Return each line of the records that contains the string "hedge", matching case exactly.

● ● ●

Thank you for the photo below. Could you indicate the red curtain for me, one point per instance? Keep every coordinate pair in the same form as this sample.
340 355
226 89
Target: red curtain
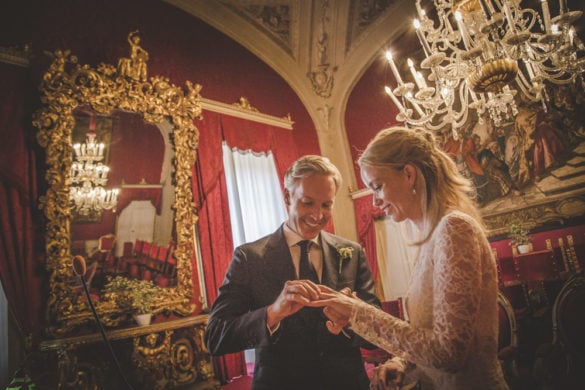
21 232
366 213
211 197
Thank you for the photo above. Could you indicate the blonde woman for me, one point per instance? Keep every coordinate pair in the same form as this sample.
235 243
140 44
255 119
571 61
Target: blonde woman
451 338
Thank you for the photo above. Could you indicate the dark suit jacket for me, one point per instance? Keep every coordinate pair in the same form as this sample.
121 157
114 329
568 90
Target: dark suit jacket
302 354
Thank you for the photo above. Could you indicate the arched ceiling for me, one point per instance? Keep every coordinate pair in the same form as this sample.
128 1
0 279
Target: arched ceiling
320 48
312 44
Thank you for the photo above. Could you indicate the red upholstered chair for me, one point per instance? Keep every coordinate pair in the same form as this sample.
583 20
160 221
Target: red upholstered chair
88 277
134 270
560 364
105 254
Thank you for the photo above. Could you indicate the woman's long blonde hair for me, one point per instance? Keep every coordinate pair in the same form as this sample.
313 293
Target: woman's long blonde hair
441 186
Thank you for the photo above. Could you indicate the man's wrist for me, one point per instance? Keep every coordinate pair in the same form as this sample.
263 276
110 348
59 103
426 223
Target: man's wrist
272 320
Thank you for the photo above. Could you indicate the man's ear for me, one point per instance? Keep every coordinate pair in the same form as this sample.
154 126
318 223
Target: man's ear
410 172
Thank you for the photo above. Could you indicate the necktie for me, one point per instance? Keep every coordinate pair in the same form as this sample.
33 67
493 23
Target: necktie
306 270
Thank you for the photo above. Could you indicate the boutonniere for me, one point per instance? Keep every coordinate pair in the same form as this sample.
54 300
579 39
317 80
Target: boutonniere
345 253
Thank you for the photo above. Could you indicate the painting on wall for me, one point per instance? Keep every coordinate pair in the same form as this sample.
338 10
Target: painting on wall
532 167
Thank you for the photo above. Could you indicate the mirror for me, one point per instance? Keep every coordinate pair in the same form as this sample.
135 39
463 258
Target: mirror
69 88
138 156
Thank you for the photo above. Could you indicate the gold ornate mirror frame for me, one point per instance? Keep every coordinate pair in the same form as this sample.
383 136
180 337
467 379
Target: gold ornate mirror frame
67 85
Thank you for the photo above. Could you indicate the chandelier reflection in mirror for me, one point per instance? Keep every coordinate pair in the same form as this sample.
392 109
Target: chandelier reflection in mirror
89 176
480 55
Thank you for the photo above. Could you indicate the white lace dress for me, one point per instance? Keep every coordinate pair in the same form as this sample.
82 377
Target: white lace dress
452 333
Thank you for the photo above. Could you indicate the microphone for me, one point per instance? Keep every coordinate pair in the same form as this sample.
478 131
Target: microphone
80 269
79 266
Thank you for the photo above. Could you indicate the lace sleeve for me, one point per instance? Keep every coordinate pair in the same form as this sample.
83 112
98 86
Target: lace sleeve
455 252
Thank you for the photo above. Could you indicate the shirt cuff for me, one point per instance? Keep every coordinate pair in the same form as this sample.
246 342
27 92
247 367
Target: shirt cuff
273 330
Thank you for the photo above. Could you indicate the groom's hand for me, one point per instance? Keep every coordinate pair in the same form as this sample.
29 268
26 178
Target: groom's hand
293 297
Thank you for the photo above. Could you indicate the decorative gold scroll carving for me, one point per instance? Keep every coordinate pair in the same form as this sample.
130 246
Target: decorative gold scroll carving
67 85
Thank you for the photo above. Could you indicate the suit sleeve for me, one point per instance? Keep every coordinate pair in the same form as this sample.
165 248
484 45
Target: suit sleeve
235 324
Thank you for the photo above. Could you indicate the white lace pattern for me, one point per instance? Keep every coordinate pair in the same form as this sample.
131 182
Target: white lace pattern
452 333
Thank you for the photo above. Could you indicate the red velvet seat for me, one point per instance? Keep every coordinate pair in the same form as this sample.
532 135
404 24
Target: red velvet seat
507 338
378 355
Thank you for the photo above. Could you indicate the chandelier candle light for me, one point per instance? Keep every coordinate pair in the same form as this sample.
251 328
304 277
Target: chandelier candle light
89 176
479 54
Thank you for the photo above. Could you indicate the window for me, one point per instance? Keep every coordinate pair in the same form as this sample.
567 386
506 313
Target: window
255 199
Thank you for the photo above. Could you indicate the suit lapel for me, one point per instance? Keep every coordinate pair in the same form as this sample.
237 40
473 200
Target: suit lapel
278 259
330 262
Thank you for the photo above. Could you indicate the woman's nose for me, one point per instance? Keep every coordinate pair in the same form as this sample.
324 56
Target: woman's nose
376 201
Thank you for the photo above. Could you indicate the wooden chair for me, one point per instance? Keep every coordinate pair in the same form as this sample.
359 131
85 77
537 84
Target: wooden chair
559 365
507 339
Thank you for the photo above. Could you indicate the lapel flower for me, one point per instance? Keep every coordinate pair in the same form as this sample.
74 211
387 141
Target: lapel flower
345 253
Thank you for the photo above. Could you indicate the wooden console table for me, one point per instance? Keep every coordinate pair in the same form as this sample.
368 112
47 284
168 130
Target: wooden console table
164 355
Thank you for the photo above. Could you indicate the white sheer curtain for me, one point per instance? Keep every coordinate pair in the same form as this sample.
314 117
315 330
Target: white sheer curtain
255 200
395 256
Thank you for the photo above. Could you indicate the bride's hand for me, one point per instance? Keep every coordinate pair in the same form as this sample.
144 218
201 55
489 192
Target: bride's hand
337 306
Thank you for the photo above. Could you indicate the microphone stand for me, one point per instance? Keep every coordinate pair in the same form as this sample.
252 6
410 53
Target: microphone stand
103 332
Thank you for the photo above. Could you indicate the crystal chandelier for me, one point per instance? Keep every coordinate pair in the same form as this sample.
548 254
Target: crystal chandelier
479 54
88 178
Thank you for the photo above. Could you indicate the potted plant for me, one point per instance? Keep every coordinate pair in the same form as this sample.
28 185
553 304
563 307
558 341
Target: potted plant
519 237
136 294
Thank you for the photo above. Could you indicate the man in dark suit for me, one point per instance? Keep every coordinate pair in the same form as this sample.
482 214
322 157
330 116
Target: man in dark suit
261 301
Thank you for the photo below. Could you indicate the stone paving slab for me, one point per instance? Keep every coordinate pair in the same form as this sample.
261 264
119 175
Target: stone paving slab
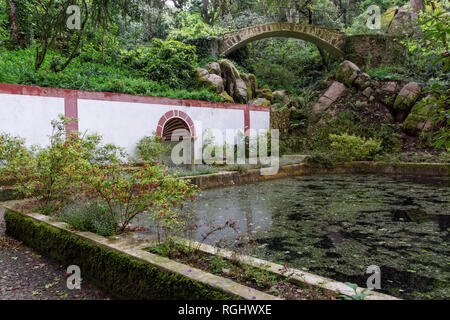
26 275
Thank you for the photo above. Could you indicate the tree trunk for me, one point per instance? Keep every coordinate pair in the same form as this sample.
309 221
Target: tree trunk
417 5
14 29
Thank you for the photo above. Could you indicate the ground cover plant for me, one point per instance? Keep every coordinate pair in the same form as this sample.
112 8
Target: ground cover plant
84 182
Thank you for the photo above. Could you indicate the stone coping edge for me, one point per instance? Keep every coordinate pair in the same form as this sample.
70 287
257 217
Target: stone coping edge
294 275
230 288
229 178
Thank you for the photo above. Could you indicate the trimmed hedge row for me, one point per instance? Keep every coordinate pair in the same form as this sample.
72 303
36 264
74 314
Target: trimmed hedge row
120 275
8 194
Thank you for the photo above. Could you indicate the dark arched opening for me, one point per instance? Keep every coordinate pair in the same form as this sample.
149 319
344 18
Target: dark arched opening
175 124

● ● ●

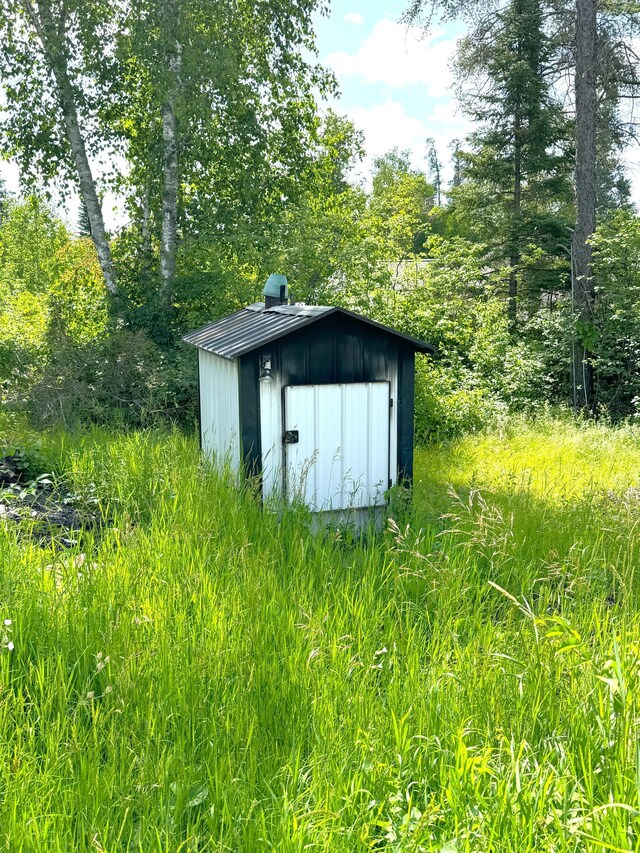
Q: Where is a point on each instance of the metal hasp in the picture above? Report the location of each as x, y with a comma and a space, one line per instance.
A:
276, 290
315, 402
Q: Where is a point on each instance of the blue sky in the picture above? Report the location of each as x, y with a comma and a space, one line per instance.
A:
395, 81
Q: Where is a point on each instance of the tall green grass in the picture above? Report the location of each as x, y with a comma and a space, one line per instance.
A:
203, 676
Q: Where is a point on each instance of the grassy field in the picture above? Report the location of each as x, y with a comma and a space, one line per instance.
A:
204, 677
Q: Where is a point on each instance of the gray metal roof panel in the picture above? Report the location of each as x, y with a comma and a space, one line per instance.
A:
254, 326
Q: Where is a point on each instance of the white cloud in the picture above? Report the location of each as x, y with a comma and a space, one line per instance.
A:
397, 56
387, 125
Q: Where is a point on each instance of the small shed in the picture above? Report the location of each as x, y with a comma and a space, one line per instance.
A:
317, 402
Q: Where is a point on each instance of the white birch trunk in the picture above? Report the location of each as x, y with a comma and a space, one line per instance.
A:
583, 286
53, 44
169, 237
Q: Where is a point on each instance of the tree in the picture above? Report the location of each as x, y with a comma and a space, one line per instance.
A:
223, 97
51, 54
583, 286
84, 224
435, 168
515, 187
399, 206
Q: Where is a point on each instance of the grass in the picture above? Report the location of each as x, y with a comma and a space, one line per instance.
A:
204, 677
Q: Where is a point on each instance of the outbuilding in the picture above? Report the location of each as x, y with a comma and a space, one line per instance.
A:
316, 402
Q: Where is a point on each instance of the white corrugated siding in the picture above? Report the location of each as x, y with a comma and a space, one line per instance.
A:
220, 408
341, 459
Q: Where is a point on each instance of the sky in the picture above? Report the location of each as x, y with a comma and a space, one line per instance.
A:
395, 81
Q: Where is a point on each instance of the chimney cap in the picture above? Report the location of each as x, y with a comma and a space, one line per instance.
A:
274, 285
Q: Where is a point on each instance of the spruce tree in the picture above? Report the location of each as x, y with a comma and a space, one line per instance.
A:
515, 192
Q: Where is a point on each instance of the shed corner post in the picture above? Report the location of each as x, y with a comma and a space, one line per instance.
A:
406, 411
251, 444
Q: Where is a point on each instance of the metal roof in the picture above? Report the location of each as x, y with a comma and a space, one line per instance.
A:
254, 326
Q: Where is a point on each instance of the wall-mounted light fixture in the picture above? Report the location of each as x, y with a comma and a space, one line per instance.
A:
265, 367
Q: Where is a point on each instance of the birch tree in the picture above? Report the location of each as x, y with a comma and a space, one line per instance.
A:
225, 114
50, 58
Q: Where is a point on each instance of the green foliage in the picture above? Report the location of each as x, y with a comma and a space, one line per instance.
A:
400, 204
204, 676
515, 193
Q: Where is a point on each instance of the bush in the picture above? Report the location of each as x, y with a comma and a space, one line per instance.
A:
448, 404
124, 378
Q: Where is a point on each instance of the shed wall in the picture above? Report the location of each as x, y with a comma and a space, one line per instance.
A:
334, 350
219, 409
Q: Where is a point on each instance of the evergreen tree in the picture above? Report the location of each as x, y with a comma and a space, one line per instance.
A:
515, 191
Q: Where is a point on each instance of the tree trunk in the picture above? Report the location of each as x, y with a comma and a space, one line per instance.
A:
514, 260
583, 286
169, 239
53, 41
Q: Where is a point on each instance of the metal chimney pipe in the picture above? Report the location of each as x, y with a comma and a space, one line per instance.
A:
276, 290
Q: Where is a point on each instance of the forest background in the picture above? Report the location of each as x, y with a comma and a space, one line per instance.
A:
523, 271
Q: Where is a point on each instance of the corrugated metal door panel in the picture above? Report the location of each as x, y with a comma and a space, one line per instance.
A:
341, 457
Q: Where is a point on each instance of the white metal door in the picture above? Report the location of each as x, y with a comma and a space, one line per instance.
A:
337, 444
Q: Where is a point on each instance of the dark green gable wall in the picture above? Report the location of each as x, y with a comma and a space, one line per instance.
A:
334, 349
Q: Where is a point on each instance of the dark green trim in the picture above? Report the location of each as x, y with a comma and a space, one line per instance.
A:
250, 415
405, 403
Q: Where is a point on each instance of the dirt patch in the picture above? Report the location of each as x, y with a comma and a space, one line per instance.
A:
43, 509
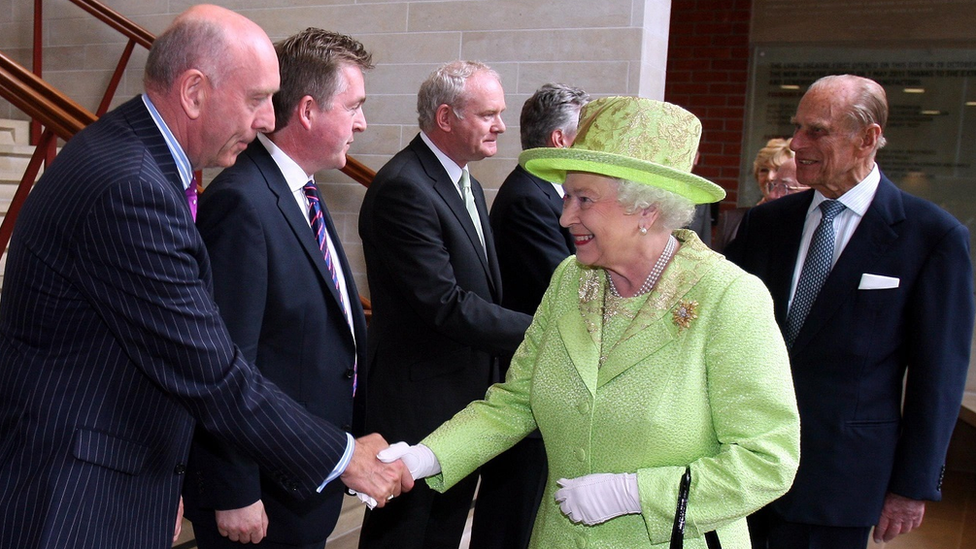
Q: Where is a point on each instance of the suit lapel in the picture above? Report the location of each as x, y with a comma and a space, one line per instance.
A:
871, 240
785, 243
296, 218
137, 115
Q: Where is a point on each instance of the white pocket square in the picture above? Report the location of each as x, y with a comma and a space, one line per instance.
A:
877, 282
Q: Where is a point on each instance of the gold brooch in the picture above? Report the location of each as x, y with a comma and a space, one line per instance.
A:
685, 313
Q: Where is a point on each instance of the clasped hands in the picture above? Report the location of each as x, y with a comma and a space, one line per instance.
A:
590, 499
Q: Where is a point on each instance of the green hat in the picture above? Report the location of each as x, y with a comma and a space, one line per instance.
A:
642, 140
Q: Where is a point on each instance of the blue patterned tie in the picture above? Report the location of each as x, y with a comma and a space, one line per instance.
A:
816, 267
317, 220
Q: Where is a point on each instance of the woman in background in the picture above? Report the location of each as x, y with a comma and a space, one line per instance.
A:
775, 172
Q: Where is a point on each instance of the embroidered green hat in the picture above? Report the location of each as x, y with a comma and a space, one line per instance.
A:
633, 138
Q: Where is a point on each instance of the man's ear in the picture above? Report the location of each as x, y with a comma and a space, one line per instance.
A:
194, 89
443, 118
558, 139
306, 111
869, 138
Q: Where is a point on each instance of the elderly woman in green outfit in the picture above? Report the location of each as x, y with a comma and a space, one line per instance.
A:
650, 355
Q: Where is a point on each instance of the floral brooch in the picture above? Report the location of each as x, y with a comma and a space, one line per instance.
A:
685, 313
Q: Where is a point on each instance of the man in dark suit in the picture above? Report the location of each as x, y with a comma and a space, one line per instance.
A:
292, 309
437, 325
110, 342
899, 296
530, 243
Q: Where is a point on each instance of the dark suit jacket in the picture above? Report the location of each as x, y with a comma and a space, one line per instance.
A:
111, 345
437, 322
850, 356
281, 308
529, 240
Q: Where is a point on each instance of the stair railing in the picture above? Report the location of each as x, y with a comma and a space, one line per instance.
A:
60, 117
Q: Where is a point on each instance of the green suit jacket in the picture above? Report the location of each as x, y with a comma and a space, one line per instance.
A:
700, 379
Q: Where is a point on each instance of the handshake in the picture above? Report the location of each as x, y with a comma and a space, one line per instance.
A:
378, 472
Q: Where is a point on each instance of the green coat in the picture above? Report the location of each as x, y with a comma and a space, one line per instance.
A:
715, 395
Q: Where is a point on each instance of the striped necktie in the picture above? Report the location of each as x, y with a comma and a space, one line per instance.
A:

● ● ●

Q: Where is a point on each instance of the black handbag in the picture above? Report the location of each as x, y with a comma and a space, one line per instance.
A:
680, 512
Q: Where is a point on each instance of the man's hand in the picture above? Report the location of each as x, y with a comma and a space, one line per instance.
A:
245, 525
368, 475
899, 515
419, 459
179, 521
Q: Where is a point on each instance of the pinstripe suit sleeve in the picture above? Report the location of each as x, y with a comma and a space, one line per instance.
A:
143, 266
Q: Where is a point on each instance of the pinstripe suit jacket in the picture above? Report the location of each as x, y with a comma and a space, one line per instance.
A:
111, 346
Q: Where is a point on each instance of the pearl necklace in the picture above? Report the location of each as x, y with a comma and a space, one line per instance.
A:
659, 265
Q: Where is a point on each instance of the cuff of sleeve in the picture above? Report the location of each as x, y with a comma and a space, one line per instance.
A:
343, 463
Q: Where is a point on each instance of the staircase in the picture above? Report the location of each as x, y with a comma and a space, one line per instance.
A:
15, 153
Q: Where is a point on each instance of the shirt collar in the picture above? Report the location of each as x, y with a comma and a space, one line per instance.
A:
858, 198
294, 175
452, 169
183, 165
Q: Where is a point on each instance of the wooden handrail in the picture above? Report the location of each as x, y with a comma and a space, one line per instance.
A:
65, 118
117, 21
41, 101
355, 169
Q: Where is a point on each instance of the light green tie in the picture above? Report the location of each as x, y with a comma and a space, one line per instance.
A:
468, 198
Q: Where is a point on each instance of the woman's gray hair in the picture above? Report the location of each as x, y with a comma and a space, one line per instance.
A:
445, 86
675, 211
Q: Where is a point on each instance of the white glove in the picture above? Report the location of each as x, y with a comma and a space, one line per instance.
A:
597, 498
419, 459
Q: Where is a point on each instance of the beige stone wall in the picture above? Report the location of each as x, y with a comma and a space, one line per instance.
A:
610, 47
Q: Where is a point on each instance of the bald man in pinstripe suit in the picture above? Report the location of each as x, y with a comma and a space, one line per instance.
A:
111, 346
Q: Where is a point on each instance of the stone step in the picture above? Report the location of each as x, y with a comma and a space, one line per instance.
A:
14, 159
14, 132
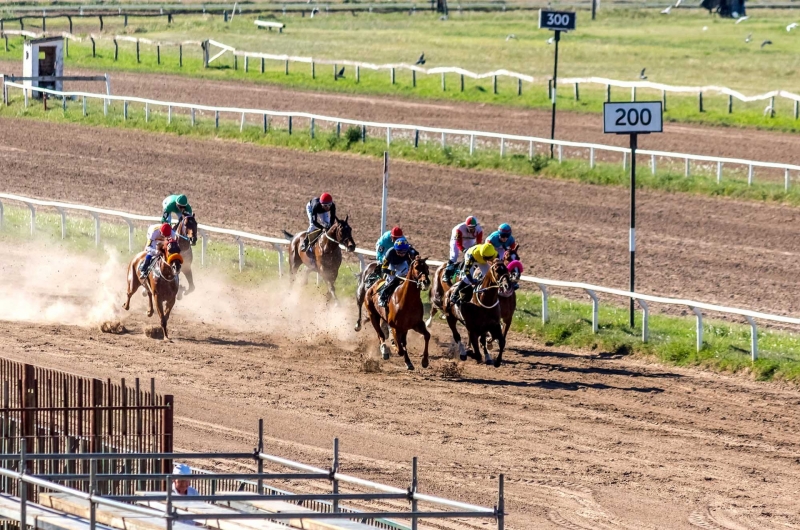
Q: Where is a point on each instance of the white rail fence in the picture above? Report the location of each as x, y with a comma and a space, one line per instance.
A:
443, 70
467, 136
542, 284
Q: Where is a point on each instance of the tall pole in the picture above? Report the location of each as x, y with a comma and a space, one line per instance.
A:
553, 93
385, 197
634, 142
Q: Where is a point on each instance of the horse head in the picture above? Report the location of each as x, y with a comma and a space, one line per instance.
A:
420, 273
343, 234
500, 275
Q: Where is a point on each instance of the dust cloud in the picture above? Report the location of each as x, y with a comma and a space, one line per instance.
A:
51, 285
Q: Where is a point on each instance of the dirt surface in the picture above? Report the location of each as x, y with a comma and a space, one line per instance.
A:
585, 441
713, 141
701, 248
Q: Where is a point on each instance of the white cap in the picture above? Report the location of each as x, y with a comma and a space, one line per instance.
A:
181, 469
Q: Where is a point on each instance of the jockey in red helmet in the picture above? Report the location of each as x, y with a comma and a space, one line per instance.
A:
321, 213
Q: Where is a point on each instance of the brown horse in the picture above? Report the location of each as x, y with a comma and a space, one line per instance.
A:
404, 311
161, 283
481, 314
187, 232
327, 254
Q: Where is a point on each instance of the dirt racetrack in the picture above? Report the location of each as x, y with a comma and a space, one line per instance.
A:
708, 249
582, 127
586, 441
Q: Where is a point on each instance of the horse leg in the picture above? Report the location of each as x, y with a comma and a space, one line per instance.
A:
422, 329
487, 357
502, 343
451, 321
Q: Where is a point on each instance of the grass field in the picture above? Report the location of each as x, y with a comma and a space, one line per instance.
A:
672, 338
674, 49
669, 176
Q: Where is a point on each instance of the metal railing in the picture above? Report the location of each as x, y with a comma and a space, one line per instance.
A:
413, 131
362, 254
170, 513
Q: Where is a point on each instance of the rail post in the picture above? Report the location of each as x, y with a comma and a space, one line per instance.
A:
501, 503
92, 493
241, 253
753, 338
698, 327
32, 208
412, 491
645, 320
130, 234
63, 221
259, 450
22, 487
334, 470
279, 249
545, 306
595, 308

● ● ●

Worked answer >>
Thank you for the photo above. Could you indicate the trimmed hedge row for me, one point per instance? Keep every coordinate pair in the same form as this sample.
Target: trimmed hedge row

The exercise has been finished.